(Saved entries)
"""

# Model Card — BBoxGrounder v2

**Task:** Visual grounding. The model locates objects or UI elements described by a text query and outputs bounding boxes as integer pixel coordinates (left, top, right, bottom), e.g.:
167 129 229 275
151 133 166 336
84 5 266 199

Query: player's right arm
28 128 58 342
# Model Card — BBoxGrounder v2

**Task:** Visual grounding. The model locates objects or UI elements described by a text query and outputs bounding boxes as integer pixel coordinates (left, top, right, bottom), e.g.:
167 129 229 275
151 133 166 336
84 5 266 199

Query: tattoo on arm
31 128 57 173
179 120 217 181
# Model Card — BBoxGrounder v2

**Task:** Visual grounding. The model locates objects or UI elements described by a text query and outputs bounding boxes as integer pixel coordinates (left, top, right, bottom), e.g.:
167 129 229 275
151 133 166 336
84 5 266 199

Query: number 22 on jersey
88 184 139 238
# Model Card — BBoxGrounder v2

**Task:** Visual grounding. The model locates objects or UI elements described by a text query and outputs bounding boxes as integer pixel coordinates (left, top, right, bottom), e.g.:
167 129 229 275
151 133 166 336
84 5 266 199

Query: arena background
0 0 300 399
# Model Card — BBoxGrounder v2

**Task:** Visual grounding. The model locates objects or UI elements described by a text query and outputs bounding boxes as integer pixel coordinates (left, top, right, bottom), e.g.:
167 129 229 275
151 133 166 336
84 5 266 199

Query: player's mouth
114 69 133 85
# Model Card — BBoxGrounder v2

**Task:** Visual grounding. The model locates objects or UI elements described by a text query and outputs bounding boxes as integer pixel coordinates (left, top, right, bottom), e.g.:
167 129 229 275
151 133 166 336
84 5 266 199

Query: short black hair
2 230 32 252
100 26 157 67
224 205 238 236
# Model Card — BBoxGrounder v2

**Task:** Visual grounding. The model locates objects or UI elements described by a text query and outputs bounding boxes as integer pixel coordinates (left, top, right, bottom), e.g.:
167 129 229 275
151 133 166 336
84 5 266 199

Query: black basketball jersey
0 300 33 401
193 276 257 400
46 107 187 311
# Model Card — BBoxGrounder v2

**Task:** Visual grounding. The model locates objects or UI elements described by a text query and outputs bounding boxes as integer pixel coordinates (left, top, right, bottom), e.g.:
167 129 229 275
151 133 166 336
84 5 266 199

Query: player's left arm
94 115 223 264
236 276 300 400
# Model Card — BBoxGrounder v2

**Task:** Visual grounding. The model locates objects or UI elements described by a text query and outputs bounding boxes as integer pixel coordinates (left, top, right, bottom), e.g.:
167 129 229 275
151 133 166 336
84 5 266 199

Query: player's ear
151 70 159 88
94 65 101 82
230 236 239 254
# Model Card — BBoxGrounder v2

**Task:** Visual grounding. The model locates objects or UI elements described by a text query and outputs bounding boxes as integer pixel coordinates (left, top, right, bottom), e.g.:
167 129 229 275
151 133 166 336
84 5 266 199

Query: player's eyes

"""

# WHAT NEEDS TO BE DONE
Report every line in the records above that contains the string "player".

# RESULT
Query: player's right arm
Query: player's mouth
Query: player's left arm
Query: player's ear
Query: player's eyes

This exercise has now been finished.